** start DATA SHOWN **

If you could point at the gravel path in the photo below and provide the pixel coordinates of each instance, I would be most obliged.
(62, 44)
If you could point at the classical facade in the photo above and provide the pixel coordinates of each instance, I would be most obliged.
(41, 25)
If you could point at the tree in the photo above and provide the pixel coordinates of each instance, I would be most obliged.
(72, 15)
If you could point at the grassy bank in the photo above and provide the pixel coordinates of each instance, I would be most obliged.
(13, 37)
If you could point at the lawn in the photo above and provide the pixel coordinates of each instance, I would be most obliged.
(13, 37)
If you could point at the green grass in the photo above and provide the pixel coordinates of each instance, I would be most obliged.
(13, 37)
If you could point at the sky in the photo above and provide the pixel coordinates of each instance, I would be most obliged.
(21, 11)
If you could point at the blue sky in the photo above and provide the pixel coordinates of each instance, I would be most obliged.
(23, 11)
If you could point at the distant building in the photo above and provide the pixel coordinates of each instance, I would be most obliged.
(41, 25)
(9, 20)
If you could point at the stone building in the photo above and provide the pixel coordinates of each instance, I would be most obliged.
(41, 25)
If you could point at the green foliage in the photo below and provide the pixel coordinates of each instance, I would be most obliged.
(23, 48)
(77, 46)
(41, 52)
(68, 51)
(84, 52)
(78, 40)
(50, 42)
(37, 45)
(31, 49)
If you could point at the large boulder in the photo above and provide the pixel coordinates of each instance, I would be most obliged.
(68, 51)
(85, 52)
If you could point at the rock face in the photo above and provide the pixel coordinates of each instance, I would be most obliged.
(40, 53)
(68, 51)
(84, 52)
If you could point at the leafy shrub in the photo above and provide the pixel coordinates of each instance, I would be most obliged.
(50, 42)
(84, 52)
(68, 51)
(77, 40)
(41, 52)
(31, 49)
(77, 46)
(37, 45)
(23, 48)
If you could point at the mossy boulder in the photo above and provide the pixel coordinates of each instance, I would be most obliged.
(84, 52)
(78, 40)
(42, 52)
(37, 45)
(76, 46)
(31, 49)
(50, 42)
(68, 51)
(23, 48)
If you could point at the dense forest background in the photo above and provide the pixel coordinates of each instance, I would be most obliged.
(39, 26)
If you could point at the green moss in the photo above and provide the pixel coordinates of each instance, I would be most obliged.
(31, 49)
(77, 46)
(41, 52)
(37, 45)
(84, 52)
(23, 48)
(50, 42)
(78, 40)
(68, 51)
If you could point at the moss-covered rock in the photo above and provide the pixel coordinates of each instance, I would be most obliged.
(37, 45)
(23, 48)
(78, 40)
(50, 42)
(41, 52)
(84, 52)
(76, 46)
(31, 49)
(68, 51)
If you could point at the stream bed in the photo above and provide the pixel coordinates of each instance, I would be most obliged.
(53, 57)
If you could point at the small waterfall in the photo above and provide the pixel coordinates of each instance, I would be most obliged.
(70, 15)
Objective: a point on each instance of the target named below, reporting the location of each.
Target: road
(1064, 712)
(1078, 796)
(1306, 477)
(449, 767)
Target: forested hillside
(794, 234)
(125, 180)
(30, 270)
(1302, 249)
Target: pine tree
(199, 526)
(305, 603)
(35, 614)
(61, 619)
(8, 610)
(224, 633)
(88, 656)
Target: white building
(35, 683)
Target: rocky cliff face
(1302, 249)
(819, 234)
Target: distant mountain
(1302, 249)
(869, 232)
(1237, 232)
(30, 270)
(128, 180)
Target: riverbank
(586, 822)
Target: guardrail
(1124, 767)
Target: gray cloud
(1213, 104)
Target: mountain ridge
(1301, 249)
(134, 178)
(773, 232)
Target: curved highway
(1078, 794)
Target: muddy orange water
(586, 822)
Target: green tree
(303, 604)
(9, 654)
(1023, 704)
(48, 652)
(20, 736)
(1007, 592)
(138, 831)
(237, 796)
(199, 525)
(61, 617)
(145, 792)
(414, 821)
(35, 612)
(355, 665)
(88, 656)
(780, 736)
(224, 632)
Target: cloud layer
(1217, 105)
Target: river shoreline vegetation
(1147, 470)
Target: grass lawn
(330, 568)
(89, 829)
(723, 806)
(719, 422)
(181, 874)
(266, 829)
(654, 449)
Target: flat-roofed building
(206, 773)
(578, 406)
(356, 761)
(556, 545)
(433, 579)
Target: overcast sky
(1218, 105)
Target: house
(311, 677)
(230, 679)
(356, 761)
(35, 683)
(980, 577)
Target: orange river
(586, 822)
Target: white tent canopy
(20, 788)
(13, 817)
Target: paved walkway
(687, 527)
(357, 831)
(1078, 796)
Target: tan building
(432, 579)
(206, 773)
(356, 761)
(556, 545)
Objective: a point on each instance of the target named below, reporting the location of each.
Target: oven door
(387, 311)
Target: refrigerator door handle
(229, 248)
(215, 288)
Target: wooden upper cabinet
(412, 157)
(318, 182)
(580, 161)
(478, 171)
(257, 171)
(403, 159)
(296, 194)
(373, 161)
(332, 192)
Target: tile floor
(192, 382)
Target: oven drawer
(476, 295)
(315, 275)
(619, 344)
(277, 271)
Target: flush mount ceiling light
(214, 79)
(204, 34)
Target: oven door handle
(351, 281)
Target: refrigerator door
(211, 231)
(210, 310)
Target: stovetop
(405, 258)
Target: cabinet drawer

** end DATA SHOWN **

Render every line of the listing above as a JSON array of strings, one string per line, omitting blank lines.

[
  "If you could point at the gravel path in the photo below and provide the pixel coordinates of each instance, I would be most obliged.",
  "(62, 44)",
  "If you could point at the classical facade in the photo above and provide the pixel coordinates of each instance, I would be most obliged.",
  "(41, 25)",
  "If you could point at the tree in the photo above and provide the pixel coordinates of each instance, I would be most obliged.",
  "(72, 15)",
  "If you could point at the grassy bank in the photo above and provide the pixel coordinates of each instance, I would be most obliged.",
  "(13, 37)",
  "If you could point at the lawn in the photo above and provide the pixel coordinates of each instance, I would be most obliged.",
  "(13, 37)",
  "If you could point at the green grass in the photo above and provide the pixel coordinates of each instance, I would be most obliged.",
  "(13, 37)",
  "If you could point at the sky in the photo above and provide the pixel coordinates of each instance, I would be most obliged.",
  "(21, 11)",
  "If you could point at the blue sky in the photo above and provide the pixel coordinates of each instance, I would be most obliged.",
  "(23, 11)",
  "If you could point at the distant building in the photo above and provide the pixel coordinates of each instance, I would be most obliged.",
  "(41, 25)",
  "(9, 20)",
  "If you could point at the stone building in the photo above and provide the pixel coordinates of each instance, I would be most obliged.",
  "(41, 25)",
  "If you could point at the green foliage in the photo below and provide the pixel coordinates of each instance, I would be most obliged.",
  "(23, 48)",
  "(77, 46)",
  "(41, 52)",
  "(68, 51)",
  "(84, 52)",
  "(78, 40)",
  "(50, 42)",
  "(37, 45)",
  "(31, 49)",
  "If you could point at the large boulder in the photo above and provide the pixel coordinates of each instance, I would be most obliged.",
  "(68, 51)",
  "(85, 52)",
  "If you could point at the rock face in the photo above and provide the pixel coordinates of each instance, I would be most obliged.",
  "(40, 53)",
  "(68, 51)",
  "(84, 52)",
  "If you could point at the leafy shrub in the photo above and provide the pixel coordinates of each instance, I would be most obliged.",
  "(50, 42)",
  "(84, 52)",
  "(68, 51)",
  "(77, 40)",
  "(41, 52)",
  "(31, 49)",
  "(77, 46)",
  "(37, 45)",
  "(23, 48)",
  "If you could point at the mossy boulder in the photo above and provide the pixel coordinates of each instance, I would be most obliged.",
  "(84, 52)",
  "(78, 40)",
  "(42, 52)",
  "(37, 45)",
  "(76, 46)",
  "(31, 49)",
  "(50, 42)",
  "(68, 51)",
  "(23, 48)",
  "If you could point at the dense forest background in the photo above and provide the pixel coordinates of each instance, I would be most obliged.",
  "(39, 26)",
  "If you could point at the green moss in the photo above and provide the pixel coordinates of each instance, I would be most obliged.",
  "(31, 49)",
  "(77, 46)",
  "(41, 52)",
  "(37, 45)",
  "(84, 52)",
  "(23, 48)",
  "(50, 42)",
  "(78, 40)",
  "(68, 51)",
  "If you could point at the moss-covered rock in the photo above and provide the pixel coordinates of each instance, I would be most obliged.",
  "(37, 45)",
  "(23, 48)",
  "(78, 40)",
  "(50, 42)",
  "(41, 52)",
  "(84, 52)",
  "(76, 46)",
  "(31, 49)",
  "(68, 51)",
  "If you could point at the stream bed in the photo above and provide the pixel coordinates of each instance, I would be most obliged.",
  "(53, 57)",
  "If you could point at the small waterfall in the photo above and provide the pixel coordinates of each instance, I would be most obliged.",
  "(70, 15)",
  "Objective: a point on each instance of the target named below, reporting the location of each.",
  "Target: road",
  "(1064, 712)",
  "(1078, 796)",
  "(1306, 477)",
  "(449, 767)",
  "Target: forested hillside",
  "(794, 234)",
  "(125, 180)",
  "(30, 270)",
  "(1302, 249)",
  "Target: pine tree",
  "(199, 526)",
  "(305, 603)",
  "(35, 614)",
  "(61, 619)",
  "(8, 610)",
  "(224, 633)",
  "(88, 656)",
  "Target: white building",
  "(35, 683)",
  "Target: rocky cliff face",
  "(1302, 249)",
  "(819, 234)",
  "Target: distant mountain",
  "(1302, 249)",
  "(869, 232)",
  "(1237, 232)",
  "(30, 270)",
  "(128, 180)",
  "Target: riverbank",
  "(586, 822)",
  "Target: guardrail",
  "(1124, 767)",
  "Target: gray cloud",
  "(1213, 104)",
  "Target: mountain ridge",
  "(1301, 249)",
  "(134, 178)",
  "(773, 232)",
  "Target: curved highway",
  "(1078, 794)",
  "Target: muddy orange water",
  "(586, 822)",
  "Target: green tree",
  "(303, 604)",
  "(9, 654)",
  "(1023, 704)",
  "(48, 652)",
  "(20, 736)",
  "(1007, 592)",
  "(138, 831)",
  "(237, 796)",
  "(199, 525)",
  "(61, 617)",
  "(145, 792)",
  "(414, 821)",
  "(35, 612)",
  "(355, 665)",
  "(88, 656)",
  "(780, 736)",
  "(224, 632)",
  "Target: cloud layer",
  "(1217, 105)",
  "Target: river shoreline vegetation",
  "(1147, 470)",
  "Target: grass lawn",
  "(330, 568)",
  "(89, 829)",
  "(723, 806)",
  "(719, 422)",
  "(181, 874)",
  "(266, 829)",
  "(654, 449)",
  "Target: flat-roofed building",
  "(206, 773)",
  "(578, 406)",
  "(356, 761)",
  "(556, 545)",
  "(433, 579)",
  "Target: overcast sky",
  "(1218, 105)",
  "Target: house",
  "(311, 677)",
  "(230, 679)",
  "(356, 761)",
  "(35, 683)",
  "(980, 577)",
  "Target: orange river",
  "(586, 822)",
  "Target: white tent canopy",
  "(20, 788)",
  "(13, 817)",
  "Target: paved walkway",
  "(687, 527)",
  "(357, 831)",
  "(1078, 796)",
  "Target: tan building",
  "(432, 579)",
  "(206, 773)",
  "(356, 761)",
  "(556, 545)",
  "Objective: a point on each instance of the target named below, reporting the location of each.",
  "Target: oven door",
  "(387, 311)",
  "Target: refrigerator door handle",
  "(229, 248)",
  "(215, 288)",
  "Target: wooden upper cabinet",
  "(412, 157)",
  "(318, 182)",
  "(580, 161)",
  "(478, 171)",
  "(257, 171)",
  "(403, 159)",
  "(296, 194)",
  "(373, 161)",
  "(332, 192)",
  "Target: tile floor",
  "(192, 382)",
  "Target: oven drawer",
  "(476, 295)",
  "(315, 275)",
  "(619, 344)",
  "(277, 271)",
  "Target: flush mount ceiling light",
  "(214, 79)",
  "(204, 34)",
  "Target: oven door handle",
  "(351, 281)",
  "Target: refrigerator door",
  "(211, 231)",
  "(210, 310)",
  "Target: stovetop",
  "(405, 258)",
  "Target: cabinet drawer"
]